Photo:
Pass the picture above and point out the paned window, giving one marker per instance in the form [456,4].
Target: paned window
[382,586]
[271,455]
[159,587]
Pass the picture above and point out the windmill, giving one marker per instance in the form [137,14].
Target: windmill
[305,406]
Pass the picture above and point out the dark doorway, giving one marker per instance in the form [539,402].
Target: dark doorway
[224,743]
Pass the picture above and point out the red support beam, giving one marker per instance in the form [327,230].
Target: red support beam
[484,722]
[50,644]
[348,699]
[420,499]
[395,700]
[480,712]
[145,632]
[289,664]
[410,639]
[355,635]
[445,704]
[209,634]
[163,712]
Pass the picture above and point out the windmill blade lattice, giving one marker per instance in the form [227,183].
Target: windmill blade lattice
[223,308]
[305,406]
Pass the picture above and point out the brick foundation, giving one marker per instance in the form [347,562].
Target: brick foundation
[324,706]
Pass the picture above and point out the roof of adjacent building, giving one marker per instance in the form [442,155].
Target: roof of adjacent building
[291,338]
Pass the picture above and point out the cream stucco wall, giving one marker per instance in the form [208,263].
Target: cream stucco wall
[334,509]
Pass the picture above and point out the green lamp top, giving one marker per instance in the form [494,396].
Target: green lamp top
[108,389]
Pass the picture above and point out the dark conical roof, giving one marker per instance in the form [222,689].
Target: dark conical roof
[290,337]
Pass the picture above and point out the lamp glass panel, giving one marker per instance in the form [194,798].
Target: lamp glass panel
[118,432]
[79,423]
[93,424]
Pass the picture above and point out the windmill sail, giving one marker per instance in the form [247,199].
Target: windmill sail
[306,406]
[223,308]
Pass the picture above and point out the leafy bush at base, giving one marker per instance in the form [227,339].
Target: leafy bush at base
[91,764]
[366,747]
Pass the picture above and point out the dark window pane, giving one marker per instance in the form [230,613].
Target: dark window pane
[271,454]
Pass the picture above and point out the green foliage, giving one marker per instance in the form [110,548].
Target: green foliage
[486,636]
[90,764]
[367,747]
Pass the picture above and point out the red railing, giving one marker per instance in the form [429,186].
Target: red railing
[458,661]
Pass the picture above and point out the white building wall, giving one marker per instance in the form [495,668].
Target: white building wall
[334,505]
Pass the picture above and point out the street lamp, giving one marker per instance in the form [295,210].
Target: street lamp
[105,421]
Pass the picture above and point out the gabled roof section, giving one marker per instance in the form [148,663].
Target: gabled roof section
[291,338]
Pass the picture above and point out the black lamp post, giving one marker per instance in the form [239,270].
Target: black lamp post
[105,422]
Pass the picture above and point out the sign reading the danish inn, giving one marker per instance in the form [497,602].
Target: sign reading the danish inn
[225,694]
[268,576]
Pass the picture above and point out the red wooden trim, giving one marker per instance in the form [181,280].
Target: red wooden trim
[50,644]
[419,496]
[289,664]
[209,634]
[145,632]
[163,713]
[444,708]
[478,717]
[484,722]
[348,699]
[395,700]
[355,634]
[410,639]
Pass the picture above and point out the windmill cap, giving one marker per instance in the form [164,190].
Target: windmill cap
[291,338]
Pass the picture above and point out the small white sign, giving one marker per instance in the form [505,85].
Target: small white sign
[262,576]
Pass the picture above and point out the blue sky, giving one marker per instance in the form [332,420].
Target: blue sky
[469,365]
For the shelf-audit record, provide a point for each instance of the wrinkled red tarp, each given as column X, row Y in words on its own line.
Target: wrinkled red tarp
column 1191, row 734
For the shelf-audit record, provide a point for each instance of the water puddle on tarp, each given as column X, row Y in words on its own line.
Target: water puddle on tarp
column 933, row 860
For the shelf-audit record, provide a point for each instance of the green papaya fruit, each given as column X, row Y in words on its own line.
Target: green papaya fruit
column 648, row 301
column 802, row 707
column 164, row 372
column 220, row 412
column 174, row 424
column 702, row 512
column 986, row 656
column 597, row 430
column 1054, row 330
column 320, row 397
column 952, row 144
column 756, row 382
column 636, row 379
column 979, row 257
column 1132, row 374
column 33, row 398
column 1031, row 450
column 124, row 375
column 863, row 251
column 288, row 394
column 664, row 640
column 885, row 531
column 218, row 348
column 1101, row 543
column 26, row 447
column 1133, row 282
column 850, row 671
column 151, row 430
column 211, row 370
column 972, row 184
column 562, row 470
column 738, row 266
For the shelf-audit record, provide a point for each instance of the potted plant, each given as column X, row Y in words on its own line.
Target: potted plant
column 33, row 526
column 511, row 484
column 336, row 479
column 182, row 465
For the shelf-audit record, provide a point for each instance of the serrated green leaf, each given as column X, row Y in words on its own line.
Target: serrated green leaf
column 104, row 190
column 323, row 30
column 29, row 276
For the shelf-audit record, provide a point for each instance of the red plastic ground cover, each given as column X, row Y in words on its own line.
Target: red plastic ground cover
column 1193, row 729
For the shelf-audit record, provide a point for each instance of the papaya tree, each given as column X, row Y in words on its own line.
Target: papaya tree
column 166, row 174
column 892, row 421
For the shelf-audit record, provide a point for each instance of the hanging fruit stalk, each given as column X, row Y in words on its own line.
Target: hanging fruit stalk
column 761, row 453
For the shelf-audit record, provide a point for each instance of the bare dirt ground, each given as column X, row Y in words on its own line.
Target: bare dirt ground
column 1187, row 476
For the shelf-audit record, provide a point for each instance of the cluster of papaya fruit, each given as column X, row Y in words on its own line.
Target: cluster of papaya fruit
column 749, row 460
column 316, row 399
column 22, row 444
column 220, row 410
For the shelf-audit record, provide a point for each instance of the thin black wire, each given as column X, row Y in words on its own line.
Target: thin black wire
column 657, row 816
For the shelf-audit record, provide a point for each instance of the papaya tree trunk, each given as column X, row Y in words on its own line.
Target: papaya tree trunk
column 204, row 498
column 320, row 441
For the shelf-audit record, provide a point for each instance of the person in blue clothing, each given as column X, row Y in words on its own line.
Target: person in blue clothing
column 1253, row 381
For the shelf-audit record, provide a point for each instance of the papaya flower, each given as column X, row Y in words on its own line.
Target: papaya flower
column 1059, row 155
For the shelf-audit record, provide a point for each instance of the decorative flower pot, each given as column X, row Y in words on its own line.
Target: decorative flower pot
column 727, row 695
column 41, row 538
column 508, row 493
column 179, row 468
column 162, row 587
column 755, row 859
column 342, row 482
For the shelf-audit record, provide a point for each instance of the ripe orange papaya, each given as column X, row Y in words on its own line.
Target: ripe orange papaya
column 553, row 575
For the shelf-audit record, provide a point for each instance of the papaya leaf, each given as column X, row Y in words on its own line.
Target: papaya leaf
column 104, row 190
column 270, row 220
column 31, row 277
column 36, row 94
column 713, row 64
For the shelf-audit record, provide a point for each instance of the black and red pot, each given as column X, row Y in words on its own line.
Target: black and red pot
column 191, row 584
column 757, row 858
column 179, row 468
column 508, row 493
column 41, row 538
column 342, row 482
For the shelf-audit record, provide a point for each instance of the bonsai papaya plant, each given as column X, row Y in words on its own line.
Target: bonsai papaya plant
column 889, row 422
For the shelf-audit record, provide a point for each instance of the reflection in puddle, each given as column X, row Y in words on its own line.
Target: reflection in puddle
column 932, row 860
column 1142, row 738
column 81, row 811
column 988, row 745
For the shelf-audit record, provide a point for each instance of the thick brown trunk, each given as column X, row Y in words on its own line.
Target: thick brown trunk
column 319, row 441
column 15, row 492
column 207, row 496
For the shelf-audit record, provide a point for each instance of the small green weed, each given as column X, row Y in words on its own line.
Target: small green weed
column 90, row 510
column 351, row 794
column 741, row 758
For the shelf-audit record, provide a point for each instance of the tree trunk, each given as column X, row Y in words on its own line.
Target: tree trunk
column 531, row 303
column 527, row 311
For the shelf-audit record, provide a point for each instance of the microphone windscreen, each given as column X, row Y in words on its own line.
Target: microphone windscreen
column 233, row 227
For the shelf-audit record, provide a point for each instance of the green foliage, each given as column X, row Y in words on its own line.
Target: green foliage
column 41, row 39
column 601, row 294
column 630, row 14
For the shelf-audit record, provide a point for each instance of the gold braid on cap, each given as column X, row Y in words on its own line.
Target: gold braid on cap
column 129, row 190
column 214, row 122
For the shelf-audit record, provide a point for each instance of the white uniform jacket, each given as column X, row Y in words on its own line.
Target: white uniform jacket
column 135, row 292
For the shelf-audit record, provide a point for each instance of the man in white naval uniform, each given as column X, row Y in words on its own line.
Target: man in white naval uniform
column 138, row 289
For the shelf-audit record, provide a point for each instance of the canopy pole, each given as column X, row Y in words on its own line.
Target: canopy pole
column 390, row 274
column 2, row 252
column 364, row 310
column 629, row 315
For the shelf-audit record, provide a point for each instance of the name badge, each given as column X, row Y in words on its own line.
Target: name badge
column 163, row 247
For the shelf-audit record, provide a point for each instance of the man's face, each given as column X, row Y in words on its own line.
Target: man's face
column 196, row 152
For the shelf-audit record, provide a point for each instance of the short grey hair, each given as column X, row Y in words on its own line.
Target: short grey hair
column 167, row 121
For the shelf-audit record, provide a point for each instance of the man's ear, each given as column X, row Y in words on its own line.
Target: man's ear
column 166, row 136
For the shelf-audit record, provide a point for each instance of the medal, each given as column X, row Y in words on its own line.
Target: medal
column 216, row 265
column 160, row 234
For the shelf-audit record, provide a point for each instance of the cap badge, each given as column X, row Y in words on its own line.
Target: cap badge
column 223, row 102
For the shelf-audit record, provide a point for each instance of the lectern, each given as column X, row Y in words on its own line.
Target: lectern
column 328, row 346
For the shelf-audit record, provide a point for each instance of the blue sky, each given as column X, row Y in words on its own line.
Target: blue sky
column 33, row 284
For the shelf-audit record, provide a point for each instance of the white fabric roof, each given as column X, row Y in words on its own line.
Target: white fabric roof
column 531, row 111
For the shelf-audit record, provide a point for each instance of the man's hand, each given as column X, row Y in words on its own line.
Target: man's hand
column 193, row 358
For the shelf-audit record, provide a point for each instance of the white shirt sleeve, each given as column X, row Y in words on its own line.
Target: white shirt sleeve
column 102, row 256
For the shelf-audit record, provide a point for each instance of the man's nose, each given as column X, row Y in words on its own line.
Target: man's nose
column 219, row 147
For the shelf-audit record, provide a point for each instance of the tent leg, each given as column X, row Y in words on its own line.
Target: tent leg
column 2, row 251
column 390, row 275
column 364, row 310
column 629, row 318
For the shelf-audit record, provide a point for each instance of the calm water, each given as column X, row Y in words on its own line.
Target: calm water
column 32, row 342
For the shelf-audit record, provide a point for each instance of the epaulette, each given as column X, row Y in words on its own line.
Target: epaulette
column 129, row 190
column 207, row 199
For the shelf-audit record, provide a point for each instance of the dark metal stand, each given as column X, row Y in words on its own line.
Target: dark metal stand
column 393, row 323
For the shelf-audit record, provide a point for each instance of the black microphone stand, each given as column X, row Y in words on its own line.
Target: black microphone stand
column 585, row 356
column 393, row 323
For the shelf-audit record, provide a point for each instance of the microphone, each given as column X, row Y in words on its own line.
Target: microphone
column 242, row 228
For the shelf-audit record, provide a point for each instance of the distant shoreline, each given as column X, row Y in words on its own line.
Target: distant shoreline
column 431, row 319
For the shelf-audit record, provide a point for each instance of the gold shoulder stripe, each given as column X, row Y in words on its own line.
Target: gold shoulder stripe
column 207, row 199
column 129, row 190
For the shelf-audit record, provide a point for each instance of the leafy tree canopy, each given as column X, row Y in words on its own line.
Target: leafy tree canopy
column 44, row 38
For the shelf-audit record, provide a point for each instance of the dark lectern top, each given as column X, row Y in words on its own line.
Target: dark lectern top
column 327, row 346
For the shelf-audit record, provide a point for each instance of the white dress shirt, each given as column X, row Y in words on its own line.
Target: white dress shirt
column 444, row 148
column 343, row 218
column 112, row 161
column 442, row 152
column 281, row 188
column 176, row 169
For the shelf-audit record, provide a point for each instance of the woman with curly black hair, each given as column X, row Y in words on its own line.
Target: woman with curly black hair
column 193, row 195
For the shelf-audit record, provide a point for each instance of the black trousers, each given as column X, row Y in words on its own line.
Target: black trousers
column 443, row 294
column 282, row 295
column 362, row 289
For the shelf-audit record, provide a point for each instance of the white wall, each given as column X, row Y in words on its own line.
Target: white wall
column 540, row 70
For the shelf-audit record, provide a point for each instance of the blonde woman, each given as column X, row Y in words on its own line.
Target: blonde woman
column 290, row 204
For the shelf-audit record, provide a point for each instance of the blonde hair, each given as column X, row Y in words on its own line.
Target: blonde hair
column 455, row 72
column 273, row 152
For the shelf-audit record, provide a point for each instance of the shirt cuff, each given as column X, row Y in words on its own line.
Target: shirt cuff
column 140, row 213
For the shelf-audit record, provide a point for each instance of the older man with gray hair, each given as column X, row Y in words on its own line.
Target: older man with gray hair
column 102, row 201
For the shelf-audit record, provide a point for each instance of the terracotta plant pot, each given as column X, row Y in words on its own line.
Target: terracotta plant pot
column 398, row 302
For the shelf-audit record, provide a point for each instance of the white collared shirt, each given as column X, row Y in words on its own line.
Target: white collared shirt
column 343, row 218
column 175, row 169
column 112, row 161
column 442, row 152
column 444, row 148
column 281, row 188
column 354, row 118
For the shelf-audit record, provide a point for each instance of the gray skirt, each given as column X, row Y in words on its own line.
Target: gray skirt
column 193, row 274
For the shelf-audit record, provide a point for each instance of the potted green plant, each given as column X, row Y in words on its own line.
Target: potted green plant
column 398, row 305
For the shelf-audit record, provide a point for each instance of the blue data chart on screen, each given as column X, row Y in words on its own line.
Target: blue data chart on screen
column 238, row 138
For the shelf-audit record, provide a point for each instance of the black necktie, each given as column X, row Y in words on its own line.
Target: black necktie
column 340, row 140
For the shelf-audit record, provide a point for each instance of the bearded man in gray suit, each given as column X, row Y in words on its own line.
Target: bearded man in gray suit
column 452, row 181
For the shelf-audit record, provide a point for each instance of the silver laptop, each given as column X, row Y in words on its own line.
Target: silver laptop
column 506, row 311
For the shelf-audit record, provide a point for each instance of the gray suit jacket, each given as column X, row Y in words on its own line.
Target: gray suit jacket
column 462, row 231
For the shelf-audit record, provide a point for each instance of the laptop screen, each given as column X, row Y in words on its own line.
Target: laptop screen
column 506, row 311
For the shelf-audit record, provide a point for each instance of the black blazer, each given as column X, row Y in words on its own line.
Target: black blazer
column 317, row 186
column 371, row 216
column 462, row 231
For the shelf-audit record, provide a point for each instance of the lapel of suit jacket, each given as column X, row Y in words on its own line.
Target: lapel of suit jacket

- Instructions for the task:
Each line above that contains the string "lapel" should be identified and copied.

- Task output:
For the shelf-audit record, provide a point for each instance of the lapel of suit jacket, each given as column X, row Y in words on its own line.
Target: lapel of suit jacket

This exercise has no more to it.